» **Aim**
Copy each of the records below word for word, with nothing changed.

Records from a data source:
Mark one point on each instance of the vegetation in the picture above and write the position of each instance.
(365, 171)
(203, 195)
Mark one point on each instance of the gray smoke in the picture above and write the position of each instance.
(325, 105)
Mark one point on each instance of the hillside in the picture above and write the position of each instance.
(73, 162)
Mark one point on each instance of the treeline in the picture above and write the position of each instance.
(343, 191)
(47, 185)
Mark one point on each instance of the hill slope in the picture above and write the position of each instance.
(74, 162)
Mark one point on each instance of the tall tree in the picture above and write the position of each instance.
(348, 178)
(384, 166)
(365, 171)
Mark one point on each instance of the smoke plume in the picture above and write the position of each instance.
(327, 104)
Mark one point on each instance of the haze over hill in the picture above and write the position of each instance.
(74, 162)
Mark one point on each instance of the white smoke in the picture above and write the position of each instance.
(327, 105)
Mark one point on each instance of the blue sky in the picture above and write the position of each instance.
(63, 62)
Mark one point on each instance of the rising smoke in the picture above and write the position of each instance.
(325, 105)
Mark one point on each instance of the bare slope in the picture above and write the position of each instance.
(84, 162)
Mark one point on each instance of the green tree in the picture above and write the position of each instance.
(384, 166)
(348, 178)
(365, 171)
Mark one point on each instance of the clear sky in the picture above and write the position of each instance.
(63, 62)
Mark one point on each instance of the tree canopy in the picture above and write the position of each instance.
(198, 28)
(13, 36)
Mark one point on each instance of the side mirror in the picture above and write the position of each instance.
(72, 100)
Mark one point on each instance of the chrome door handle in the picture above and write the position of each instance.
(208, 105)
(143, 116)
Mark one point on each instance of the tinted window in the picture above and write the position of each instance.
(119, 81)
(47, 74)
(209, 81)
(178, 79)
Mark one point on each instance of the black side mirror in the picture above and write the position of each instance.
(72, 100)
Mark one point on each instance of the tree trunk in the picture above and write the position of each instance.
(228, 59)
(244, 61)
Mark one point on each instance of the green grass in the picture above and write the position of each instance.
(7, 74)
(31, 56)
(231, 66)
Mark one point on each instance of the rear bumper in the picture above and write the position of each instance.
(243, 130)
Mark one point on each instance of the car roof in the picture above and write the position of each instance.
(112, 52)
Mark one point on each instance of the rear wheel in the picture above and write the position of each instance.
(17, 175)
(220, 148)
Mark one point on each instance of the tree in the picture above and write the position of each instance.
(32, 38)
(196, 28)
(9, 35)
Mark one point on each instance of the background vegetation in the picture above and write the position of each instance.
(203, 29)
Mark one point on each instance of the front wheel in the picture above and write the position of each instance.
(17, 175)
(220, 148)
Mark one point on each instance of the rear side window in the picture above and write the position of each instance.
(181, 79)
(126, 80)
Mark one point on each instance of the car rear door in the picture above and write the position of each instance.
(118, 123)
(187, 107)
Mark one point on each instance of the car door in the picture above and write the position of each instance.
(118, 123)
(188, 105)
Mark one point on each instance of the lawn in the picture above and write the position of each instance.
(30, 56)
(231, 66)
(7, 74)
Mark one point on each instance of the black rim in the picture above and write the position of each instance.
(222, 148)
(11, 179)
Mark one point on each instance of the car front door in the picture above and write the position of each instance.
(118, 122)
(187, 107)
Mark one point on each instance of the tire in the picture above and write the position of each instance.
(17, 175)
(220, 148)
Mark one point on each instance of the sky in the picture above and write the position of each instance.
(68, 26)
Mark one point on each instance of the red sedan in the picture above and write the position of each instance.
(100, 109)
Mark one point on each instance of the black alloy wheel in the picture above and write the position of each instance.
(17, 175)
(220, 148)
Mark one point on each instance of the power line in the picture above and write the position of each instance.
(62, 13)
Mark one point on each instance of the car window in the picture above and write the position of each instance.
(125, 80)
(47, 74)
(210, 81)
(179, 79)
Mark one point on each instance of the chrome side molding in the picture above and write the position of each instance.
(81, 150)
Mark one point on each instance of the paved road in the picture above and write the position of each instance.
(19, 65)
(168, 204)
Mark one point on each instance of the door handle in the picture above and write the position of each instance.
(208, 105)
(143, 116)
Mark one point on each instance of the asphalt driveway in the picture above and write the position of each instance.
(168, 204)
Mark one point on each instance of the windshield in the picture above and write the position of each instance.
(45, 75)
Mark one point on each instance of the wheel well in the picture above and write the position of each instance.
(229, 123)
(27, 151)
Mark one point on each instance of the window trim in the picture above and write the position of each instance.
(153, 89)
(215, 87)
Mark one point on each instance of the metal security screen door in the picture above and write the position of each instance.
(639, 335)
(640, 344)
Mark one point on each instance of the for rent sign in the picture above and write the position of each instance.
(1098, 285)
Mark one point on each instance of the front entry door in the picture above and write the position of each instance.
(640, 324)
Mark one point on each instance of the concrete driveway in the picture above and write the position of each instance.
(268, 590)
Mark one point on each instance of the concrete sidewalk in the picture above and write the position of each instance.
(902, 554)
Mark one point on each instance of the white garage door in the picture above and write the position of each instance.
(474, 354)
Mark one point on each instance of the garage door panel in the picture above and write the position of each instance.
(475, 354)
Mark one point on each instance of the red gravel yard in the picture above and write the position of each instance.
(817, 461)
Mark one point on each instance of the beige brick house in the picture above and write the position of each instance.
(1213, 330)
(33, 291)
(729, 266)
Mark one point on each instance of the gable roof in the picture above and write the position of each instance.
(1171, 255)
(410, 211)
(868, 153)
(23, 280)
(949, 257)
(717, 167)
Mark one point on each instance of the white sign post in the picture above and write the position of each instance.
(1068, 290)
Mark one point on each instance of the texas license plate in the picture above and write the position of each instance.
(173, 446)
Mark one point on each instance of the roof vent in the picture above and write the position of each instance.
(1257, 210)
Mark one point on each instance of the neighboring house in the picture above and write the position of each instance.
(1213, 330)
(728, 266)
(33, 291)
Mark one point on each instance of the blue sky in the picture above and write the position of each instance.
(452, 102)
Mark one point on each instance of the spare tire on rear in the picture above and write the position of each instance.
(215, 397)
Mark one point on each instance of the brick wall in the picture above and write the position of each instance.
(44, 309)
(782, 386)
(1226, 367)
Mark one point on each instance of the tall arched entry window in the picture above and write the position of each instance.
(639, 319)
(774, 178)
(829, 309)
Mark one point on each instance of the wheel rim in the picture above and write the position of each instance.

» **Exercise output**
Mark one point on each instance of the vegetation in the picture above and write the position of each instance.
(365, 171)
(203, 195)
Mark one point on each instance of the gray smoke in the picture above and write the position of each instance.
(325, 105)
Mark one point on each instance of the hillside in the picture above and write the position of each instance.
(73, 162)
Mark one point on each instance of the treeline in the picture above and write the position of each instance.
(343, 191)
(47, 185)
Mark one point on each instance of the hill slope in the picture above and write the position of each instance.
(74, 162)
Mark one point on each instance of the tall tree in the picture above and write the position of each instance.
(348, 178)
(384, 166)
(365, 171)
Mark one point on each instance of the smoke plume in the picture above and write the position of each instance.
(327, 104)
Mark one point on each instance of the haze over hill in the picture above and write the position of each instance.
(74, 162)
Mark one point on each instance of the white smoke in the picture above and write the position of each instance.
(327, 105)
Mark one point on each instance of the blue sky in the picture above and write the position of each instance.
(63, 62)
Mark one point on each instance of the rising smoke in the picture above and write the position of each instance.
(325, 105)
Mark one point on each instance of the bare slope in the picture above and write the position of each instance.
(84, 162)
Mark one point on each instance of the green tree in the picture above and write the position of each instance.
(384, 166)
(348, 178)
(365, 171)
Mark one point on each instance of the clear sky in the picture above and write the position of each instance.
(63, 62)
Mark one point on each instance of the tree canopy in the picture above and write the position of each instance.
(198, 28)
(13, 36)
Mark one point on each instance of the side mirror in the picture above and write the position of each instance.
(72, 100)
Mark one point on each instance of the chrome door handle in the picture above and write the position of each instance.
(208, 105)
(143, 116)
Mark one point on each instance of the tinted window in the picture above and write the position of each instance.
(119, 81)
(47, 74)
(209, 81)
(178, 79)
Mark one point on each instance of the black side mirror in the picture above and write the position of each instance.
(72, 100)
Mark one point on each instance of the tree trunk in the picture above and write the position of each instance.
(228, 59)
(244, 61)
Mark one point on each instance of the green grass in the picture above and write the position of each instance.
(7, 74)
(31, 56)
(231, 66)
Mark one point on each instance of the rear bumper in the picture above and write the position of each instance.
(243, 130)
Mark one point on each instance of the car roof in the picture above and write the position of each instance.
(112, 52)
Mark one point on each instance of the rear wheel in the picture above and write the position of each instance.
(17, 175)
(220, 148)
Mark one point on each instance of the tree in the picture above and write the position of each instance.
(32, 38)
(196, 28)
(9, 35)
Mark one point on each instance of the background vegetation in the picture above and write the position of each instance.
(203, 29)
Mark one point on each instance of the front wheel in the picture above and write the position of each instance.
(17, 175)
(220, 148)
Mark one point on each instance of the rear side window in the picture above and write the position of each instance.
(181, 79)
(126, 80)
Mark one point on each instance of the car rear door in the picture above and write the position of each instance.
(118, 123)
(187, 107)
Mark one point on each instance of the car door in the picture above and write the position of each instance.
(118, 123)
(188, 105)
Mark one point on each instance of the lawn in the picture above and write the position of each instance.
(30, 56)
(231, 66)
(7, 74)
Mark one point on each instance of the black rim in the picture above and write the position of each instance.
(222, 148)
(11, 179)
Mark one point on each instance of the car front door in the picture above and write the position of each instance.
(118, 122)
(187, 107)
Mark one point on each instance of the tire in the picture above and write the position of each instance.
(17, 175)
(220, 148)
Mark one point on each instance of the sky in the picture above and write the position of each instance.
(68, 26)
Mark one point on each instance of the red sedan in the picture above and write the position of each instance.
(100, 109)
Mark one point on each instance of the black alloy wheel in the picture above and write the position of each instance.
(17, 175)
(220, 148)
Mark one point on each instance of the power line in the picture above and write the position of each instance.
(62, 13)
Mark one point on each instance of the car window in the picture above and write the position of each instance.
(125, 80)
(47, 74)
(210, 81)
(179, 79)
Mark one point on each instance of the chrome side molding in the picture above and write the position of each instance.
(81, 150)
Mark one point on each instance of the paved road in the picture above and write the position of each instance.
(19, 65)
(168, 204)
Mark one point on each instance of the door handle in the picture above and write the position of each instance.
(208, 105)
(143, 116)
Mark one point on each instance of the asphalt driveway in the picture above and write the position of each instance.
(168, 204)
Mark one point on each instance of the windshield in the picture above and write the position of each instance.
(45, 75)
Mark one point on each instance of the wheel well in the picture above and write the position of each instance.
(229, 123)
(27, 151)
Mark one point on each instance of the window trim in the picture above and write the position of each instance.
(153, 89)
(215, 87)
Mark one point on each instance of the metal security screen door in the picture above and write the position of each instance.
(639, 335)
(640, 344)
Mark one point on each instance of the for rent sign in the picture above and write the position of each instance.
(1098, 285)
Mark one point on each instance of the front entry door in the picture above and write the position of each instance.
(640, 324)
Mark one point on each instance of the concrete driveway in the picture above and write the position of each instance.
(268, 590)
Mark one point on each instance of the concrete sidewalk in the picture above and write the position of each instance.
(902, 554)
Mark one point on each instance of the white garage door in the picture above and write the position of each instance.
(474, 354)
Mark one point on each instance of the garage door panel in the picture above and write the position of each instance.
(475, 354)
Mark one point on each instance of the red gravel yard in the picture above and write the position of each instance.
(817, 461)
Mark one point on each instance of the beige brick house in the picture above and write the position of each instance.
(1213, 330)
(33, 291)
(729, 266)
Mark one point on each instance of the gable roof in the picture above and write the position of each instance.
(1171, 255)
(410, 211)
(868, 153)
(23, 280)
(949, 257)
(717, 167)
Mark one point on each instance of the white sign post in the picture above and write the position of each instance.
(1068, 290)
Mark one point on each instance of the texas license plate in the picture above and write the position of each instance.
(173, 446)
Mark one point on each instance of the roof vent in the picture above and write the position of each instance.
(1257, 210)
Mark one point on each instance of the neighboring house in the picture above and write the position of each instance.
(1213, 330)
(728, 266)
(33, 291)
Mark one point on each instance of the blue sky in the picture above and write the position of each instance.
(452, 102)
Mark one point on each instance of the spare tire on rear in the picture above and write the position of each instance.
(215, 397)
Mark one point on each instance of the brick wall in the picture above and write the position of each instance.
(44, 309)
(782, 386)
(1226, 367)
Mark one point on each instance of the tall arched entry window in the picture above and write the position of each instance.
(639, 319)
(774, 178)
(829, 309)
Mark one point on each instance of the wheel rim in the picture above and write the position of each instance.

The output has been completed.